======== Source document
When we first came to Mombasa we employed two, a cook and Ouma, the houseboy, who later became our cook and stayed with us until we left. By the time we moved to the third house in Cliff Avenue, our last house in Mombasa, we were cared for by four - from left to right, Mlalo, Ouma, Saidi - who always wore a red fez - and Kitetu. This picture was taken in 1959.

Ouma was a Jaluo from the Lakes. He lived on the premises and was joined at times by his wife and several children who normally stayed at their little farm, or shamba. The oldest was Barasa, and we came to know him well. Ouma was a bit of a dandy but a very intelligent man who, given different circumstances, would have gone far in life. He had a fine sense of humour and was incredibly good to Richard and I, for at times we teased him.

His dishes were legendary. He had been taught to cook by my mother but he picked up recipes from all over the place. While he could produce a classic English meal like roast lamb and mint sauce, he was at his best with fish. I will never forget his fish with cheese sauce, nor the way he would cycle down to the fish market on my mother's black Raleigh bicycle and come back with a live lobster or two in the front basket, to plunge them into boiling water.

Saidi (left) was a coast Swahili, a reserved man who waited at table, served drinks on the veranda or in the sitting room, cleaned the principle rooms, and brought tea to the upstairs veranda just before six and gently roused us so we could drink it and watch the sun rise over the sea.

Kitetu (right) was the dhobi boy who did our washing, and ironed it with a large iron filled with glowing charcoal. A quiet, unassuming man, Kitetu was also responsible for cleaning the brass ornaments, including the big Arab tray, using half a lemon and dirt. Saidi and Kitetu polished the downstairs floor which was red-painted concrete. They each had two coconut husks which they stood on and slid around the floor, singing as they worked.

Saidi and Kitetu served at meals, and served drinks on the veranda. At such times they wore a khanzu, and red cummerbund and fez.

Mlalo was the garden boy. He may have been the most lowly of the four but I spent hours with him, squatting next to him as he manicured the pathetic grass of the lawn or as he tended his eternally-burning bonfire. I was attracted by his simplicity, by the slow process of conversation with him, and by his sudden laughter. I teased him: if I found a chameleon I would bring it to him, knowing full well that he was terrified of them. It was Mlalo who made our catapults, a new one for each holiday, which we used to kill small birds.

Saidi and Ouma both spoke good English but all conversation with the boys was in KiSwahili.

My mother was responsible for the staff and it is a credit to her management that we had a minimal turnover. We trusted them implicitly, even through the times of Mau Mau when many worried about their servants. As far as I was concerned, they always seemed to be part of the family.

Wednesday, August 29, 2018

Letters Home

In all the years I was at school in England I wrote to my parents weekly. I never spoke to them on the telephone - it was impossibly expensive - and I am only aware of one occasion when my parents sent a telegram, or 'cable' as they called it, and that was not to me but to the Glengorse headmaster when I sent my first letter home to the wrong address.
================
======== Listed records
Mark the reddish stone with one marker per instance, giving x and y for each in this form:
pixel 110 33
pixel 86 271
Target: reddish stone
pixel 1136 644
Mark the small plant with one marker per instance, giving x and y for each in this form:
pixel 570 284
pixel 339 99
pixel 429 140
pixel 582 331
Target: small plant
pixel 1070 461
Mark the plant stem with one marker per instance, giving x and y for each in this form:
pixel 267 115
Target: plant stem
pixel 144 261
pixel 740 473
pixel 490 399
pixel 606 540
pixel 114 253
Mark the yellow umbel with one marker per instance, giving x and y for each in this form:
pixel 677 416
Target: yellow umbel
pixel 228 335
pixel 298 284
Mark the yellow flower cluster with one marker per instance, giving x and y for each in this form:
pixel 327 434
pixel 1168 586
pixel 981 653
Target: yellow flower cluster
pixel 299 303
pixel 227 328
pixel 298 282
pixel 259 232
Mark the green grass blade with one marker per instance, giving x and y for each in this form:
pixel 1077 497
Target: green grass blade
================
• Task set:
1 > Set down the passage of the Mombasa memoir between "Saidi and Ouma" and "the wrong address.", inclusive.
2 > Answer these questions using the Mombasa memoir:
(a) What did Saidi always wear?
(b) On what bicycle did Ouma ride to the fish market?
(c) What was the downstairs floor made of?
3 > Write what comes next in the Mombasa memoir, picking up after its final sentence.

• Written answers:
1 >
Saidi and Ouma both spoke good English but all conversation with the boys was in KiSwahili.

My mother was responsible for the staff and it is a credit to her management that we had a minimal turnover. We trusted them implicitly, even through the times of Mau Mau when many worried about their servants. As far as I was concerned, they always seemed to be part of the family.

Wednesday, August 29, 2018

Letters Home

In all the years I was at school in England I wrote to my parents weekly. I never spoke to them on the telephone - it was impossibly expensive - and I am only aware of one occasion when my parents sent a telegram, or 'cable' as they called it, and that was not to me but to the Glengorse headmaster when I sent my first letter home to the wrong address.

2 >
(a) A red fez.
(b) The narrator's mother's black Raleigh bicycle.
(c) Red-painted concrete.

3 >
At Glengorse all the boys were sat down in silence each Sunday morning in the house room to write to our parents. They were checked by the master on duty and corrected or, if necessary, rewritten. This is one of the few surviving letters from that time, written in October 1955 when I was ten. My parents were on their way to England with Richard on leave, but would leave him at Glengorse for the spring term.

We were told never to write anything that might worry our parents. Had we done so, the letter would have been torn up. So the contents are utterly bland.

Although there was no requirement to do so, I continued to write home once a week from Bradfield. This air letter is fairly typical. It continues for half a page on the other side. While there was much more in these letters they continued to be determinedly positive, despite the fact that they weren't checked by anyone.

The letter is dated 19th July 1959 at the end of my first year at the school, the last letter before I flew back to Mombasa for the summer holidays. During that year I had experienced and witnessed some horrific bullying. It was institutional, all-pervasive, sometimes sadistic. Some boys suffered particularly badly - fortunately, I wasn't one - and all one could do was to give these unfortumates what support was possible. None of this ever appeared in a letter.

The habit of writing to my parents continued through my university days and well into my twenties, when Gill and I were abroad. Almost all these letters are in the old Arab chest.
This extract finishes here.